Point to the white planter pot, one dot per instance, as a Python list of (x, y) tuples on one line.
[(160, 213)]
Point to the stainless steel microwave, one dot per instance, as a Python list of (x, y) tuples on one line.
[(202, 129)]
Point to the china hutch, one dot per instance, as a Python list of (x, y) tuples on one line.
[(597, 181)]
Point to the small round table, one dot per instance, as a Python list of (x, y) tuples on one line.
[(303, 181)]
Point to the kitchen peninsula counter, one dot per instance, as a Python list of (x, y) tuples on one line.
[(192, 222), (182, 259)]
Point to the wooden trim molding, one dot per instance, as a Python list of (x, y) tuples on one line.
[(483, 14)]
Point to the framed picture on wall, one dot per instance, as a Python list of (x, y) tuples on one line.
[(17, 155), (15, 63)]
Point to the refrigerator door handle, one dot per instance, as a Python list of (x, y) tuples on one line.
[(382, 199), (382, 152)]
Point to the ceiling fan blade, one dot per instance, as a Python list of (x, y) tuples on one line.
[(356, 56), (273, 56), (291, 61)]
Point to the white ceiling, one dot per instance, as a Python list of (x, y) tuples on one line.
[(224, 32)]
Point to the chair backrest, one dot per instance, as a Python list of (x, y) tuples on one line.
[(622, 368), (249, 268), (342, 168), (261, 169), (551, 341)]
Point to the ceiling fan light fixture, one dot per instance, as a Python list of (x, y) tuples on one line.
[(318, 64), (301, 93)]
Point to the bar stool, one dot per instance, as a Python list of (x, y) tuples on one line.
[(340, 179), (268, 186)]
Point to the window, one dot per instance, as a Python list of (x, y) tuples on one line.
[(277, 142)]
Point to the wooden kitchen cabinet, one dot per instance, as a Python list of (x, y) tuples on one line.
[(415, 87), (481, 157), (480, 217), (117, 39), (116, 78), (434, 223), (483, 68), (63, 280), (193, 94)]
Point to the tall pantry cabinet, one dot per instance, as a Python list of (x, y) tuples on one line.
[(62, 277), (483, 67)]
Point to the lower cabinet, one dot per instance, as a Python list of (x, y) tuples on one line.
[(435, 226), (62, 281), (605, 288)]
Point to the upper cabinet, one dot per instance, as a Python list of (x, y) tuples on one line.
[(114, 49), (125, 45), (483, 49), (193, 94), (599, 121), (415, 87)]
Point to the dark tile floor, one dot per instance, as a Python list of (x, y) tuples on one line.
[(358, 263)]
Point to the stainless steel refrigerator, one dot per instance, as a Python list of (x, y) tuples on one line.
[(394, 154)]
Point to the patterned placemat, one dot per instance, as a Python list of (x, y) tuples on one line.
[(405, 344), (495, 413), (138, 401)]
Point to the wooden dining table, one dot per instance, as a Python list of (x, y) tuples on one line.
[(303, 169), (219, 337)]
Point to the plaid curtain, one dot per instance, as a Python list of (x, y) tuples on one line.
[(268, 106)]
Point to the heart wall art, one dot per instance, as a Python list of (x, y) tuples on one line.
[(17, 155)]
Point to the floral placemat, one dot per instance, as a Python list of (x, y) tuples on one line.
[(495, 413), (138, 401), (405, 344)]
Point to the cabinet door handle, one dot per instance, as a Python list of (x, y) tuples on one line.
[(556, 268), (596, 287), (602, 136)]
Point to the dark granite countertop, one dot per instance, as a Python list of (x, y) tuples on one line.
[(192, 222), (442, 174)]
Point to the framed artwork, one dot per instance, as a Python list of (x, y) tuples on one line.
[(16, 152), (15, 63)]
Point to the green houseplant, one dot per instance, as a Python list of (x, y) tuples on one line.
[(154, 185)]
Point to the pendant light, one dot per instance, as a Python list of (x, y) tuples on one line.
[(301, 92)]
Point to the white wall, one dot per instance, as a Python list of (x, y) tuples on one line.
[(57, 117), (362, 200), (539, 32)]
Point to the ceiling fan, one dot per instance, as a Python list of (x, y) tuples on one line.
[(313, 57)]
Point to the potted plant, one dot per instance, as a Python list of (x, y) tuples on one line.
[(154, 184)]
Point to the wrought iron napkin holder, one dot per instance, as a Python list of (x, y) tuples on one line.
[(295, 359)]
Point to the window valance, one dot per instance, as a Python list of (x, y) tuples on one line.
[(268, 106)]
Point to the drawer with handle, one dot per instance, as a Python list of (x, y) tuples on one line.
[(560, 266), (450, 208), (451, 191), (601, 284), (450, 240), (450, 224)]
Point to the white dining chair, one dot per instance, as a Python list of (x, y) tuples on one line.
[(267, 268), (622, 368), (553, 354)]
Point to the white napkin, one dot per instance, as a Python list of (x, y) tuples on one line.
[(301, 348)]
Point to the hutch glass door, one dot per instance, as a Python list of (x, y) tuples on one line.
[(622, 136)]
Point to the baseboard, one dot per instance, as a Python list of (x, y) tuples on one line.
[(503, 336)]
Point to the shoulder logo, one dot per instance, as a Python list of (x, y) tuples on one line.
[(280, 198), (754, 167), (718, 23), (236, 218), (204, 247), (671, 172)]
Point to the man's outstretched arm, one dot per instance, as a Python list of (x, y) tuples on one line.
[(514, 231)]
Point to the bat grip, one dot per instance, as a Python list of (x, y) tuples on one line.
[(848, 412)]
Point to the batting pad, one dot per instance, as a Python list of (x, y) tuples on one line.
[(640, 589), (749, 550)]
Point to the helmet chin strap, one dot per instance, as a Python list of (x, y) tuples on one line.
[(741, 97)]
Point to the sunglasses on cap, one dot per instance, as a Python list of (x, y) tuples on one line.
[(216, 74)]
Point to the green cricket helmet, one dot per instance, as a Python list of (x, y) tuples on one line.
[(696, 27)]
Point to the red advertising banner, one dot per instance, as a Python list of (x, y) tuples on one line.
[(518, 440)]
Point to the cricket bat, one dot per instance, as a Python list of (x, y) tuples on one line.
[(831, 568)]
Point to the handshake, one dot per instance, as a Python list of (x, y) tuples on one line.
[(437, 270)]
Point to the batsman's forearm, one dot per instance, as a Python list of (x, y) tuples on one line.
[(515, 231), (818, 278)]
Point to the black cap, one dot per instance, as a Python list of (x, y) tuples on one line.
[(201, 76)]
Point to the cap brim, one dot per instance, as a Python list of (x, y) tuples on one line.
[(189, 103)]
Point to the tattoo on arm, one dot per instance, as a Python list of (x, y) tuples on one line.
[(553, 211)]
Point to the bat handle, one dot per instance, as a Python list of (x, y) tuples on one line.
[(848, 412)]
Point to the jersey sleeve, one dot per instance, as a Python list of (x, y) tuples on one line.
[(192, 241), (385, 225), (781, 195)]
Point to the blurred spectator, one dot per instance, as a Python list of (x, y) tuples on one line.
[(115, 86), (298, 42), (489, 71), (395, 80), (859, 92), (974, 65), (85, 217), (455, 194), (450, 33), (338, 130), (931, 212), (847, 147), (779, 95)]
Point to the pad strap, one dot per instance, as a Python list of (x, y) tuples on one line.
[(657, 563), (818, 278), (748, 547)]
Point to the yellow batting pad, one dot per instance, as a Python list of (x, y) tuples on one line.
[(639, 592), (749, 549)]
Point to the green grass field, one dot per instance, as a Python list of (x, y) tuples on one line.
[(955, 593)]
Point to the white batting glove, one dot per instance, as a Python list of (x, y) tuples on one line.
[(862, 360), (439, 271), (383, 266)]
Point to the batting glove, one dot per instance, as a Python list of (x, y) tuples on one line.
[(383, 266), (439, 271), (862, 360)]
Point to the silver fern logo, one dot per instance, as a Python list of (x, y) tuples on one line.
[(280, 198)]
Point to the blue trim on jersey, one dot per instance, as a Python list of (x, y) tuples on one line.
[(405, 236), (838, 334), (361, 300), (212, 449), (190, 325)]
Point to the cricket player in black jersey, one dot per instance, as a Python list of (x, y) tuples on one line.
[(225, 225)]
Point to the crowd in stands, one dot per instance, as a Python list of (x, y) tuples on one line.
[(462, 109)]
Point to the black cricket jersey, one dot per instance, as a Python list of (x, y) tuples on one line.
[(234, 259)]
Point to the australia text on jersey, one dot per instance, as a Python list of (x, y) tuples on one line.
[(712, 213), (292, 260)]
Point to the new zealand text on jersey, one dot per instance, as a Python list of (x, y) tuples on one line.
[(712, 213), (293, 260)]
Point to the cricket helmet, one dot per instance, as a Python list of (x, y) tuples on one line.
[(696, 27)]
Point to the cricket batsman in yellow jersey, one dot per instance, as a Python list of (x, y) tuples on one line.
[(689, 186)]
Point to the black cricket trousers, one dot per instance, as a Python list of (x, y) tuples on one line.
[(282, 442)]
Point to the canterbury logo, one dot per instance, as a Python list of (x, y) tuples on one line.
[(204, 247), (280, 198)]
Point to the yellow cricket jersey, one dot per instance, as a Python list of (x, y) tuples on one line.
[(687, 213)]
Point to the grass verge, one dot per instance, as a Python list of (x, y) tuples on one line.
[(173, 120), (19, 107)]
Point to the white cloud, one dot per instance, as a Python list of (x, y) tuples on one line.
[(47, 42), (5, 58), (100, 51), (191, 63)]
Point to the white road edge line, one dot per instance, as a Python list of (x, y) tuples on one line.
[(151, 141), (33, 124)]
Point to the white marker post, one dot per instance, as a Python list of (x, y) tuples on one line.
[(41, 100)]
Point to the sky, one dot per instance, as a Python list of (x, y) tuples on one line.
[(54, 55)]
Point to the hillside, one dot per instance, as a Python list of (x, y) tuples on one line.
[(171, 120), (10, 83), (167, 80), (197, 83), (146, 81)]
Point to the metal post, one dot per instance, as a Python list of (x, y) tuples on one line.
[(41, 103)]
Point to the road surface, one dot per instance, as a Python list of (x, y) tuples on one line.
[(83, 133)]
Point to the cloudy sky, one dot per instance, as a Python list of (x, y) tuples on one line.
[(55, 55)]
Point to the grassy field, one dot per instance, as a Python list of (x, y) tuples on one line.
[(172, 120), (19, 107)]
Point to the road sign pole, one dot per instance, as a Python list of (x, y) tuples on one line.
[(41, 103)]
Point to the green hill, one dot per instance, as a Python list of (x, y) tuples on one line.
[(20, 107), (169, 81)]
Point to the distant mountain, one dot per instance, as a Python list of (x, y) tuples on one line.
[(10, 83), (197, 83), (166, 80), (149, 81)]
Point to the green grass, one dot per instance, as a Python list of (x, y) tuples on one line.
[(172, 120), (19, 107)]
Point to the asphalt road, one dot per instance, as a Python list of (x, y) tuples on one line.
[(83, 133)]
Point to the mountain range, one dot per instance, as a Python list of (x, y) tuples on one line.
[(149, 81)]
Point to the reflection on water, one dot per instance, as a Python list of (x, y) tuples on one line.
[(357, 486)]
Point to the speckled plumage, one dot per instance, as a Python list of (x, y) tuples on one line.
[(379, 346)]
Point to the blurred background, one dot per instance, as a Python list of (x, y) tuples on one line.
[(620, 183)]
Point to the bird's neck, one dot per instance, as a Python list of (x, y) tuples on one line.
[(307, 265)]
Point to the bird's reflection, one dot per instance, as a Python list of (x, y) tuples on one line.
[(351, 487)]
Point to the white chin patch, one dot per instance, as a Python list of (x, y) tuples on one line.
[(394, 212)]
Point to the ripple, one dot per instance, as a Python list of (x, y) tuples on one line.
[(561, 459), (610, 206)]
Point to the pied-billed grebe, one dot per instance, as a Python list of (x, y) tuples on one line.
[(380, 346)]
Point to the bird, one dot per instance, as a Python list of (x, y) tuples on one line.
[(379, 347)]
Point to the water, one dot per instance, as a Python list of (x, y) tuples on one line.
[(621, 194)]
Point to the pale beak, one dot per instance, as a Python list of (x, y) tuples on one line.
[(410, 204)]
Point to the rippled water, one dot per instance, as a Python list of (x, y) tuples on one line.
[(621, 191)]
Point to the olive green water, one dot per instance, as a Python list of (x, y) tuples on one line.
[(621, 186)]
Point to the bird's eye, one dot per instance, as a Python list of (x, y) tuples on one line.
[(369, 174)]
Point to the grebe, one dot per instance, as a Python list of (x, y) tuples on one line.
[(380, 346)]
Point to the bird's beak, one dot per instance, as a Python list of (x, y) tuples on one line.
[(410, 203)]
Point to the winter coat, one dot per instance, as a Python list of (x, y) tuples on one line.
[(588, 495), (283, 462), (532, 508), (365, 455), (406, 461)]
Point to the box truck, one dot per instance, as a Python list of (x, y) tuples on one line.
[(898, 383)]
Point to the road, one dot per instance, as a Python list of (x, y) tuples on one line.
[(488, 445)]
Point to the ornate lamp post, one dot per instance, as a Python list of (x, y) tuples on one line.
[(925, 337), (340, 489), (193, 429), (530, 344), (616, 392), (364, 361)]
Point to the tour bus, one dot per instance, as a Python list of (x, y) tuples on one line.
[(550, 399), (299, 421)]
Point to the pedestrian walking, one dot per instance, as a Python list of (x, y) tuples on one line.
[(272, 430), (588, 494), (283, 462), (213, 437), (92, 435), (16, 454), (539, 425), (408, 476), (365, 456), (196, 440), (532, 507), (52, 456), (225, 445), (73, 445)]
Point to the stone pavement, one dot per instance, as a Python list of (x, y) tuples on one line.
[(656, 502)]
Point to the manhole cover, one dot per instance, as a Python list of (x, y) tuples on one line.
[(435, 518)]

Assigned task » Repeat exactly the lines from the line containing "Point to the manhole" through the last line of the records above, including both, and nothing else.

Output below »
Point to the manhole cover, one dot per instance, as a Python list of (x, y) tuples on one line.
[(435, 518)]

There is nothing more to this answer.